Questions:
[a] Restate the stretch of the malaria article from "Malaria Homeopathic Approach" through "extreme seasonal changes.", swapping "poverty" for "hardship".
[b] Resume the malaria article after its last sentence.

-- Extract to read follows --

Malaria Homeopathic Approach

Malaria is a mosquito-borne infectious disease caused by a of the genus Plasmodium.

Epidemiology
Malaria causes about 250 million cases of fever and approximately one million deaths annually. The vast majority of cases occur in children under 5 years old; pregnant women are also especially vulnerable.

Statistics are unknown because many cases occur in rural areas where people do not have access to hospitals or the means to afford health care. As a consequence, the majority of cases are undocumented.

Malaria is not just a disease commonly associated with poverty but also a cause of poverty and a major hindrance to economic development. Tropical regions are affected most, however malaria’s furthest extent reaches into some temperate zones with extreme seasonal changes.

CAUSES:
Five species of the plasmodium parasite can infect humans; the most serious forms of the disease are caused by Plasmodium falciparum. Malaria caused by Plasmodium vivax, Plasmodium ovale and Plasmodium malariae causes milder disease in humans that is not generally fatal.

Malaria is naturally transmitted by the bite of a female Anopheles mosquito. When a mosquito bites an infected person, a small amount of blood is taken, which contains malaria parasites

Signs and symptoms

Symptoms of malaria include
– Central head ache
– Muscular:
– Fatigue
– Pain
– Back ache
– Dry cough
– Nausea and vomitings
– fever
– shivering
– arthralgia(joint pain)
– vomiting, anemia (caused by hemolysis)
– hemoglobinuria
– retinal damage
– convulsions

The classic symptom of malaria is cyclical occurrence of sudden coldness followed by rigor and then fever and sweating lasting four to six hours, occurring every two days in P. vivax and P. ovale infections, while every three for P. malariae. P. falciparum can have recurrent fever every 36-48 hours or a less pronounced and almost continuous fever. Malaria has been found to cause cognitive impairments, especially in children. It causes widespread anemia during a period of rapid brain development and also direct brain damage.

-- Extract to read concluded --
-- Data extract follows --

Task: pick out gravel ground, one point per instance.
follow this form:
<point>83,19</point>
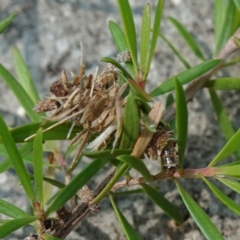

-- Data extract concluded --

Responses to the tasks:
[a]
Malaria Homeopathic Approach

Malaria is a mosquito-borne infectious disease caused by a of the genus Plasmodium.

Epidemiology
Malaria causes about 250 million cases of fever and approximately one million deaths annually. The vast majority of cases occur in children under 5 years old; pregnant women are also especially vulnerable.

Statistics are unknown because many cases occur in rural areas where people do not have access to hospitals or the means to afford health care. As a consequence, the majority of cases are undocumented.

Malaria is not just a disease commonly associated with hardship but also a cause of hardship and a major hindrance to economic development. Tropical regions are affected most, however malaria’s furthest extent reaches into some temperate zones with extreme seasonal changes.

[b]
COMPLICATIONS:

Consequences of severe malaria include
– coma and death if untreated-young children and pregnant women are especially vulnerable.
– Splenomegaly
– headache,
– cerebral ischemia
– hepatomegaly (enlarged liver),
– hypoglycemia,
– hemoglobinuria with renal failure may occur. Renal failure may cause blackwater fever, where hemoglobin from lysed red blood cells leaks into the urine.

Severe malaria can progress extremely rapidly and cause death within hours or days. In the most severe cases of the disease, fatality rates can exceed 20%, even with intensive care and treatment. In endemic areas, treatment is often less satisfactory and the overall fatality rate for all cases of malaria can be as high as one in ten.

Chronic malaria is seen in both P. vivax and P. ovale, but not in P. falciparum. Here, the disease can relapse months or years after exposure, due to the presence of latent parasites in the liver.

Diagnosis
1. Symptomatic diagnosis
Areas that cannot afford even simple laboratory diagnostic tests often use only a history of subjective fever as the indication to treat for malaria.

2. Microscopic examination of blood films
The most economic, preferred, and reliable diagnosis of malaria is microscopic examination of blood films because each of the four major parasite species has distinguishing characteristics. Two sorts of blood film are traditionally used.
Thin films are similar to usual blood films and allow species identification because the parasite’s appearance is best preserved in this preparation.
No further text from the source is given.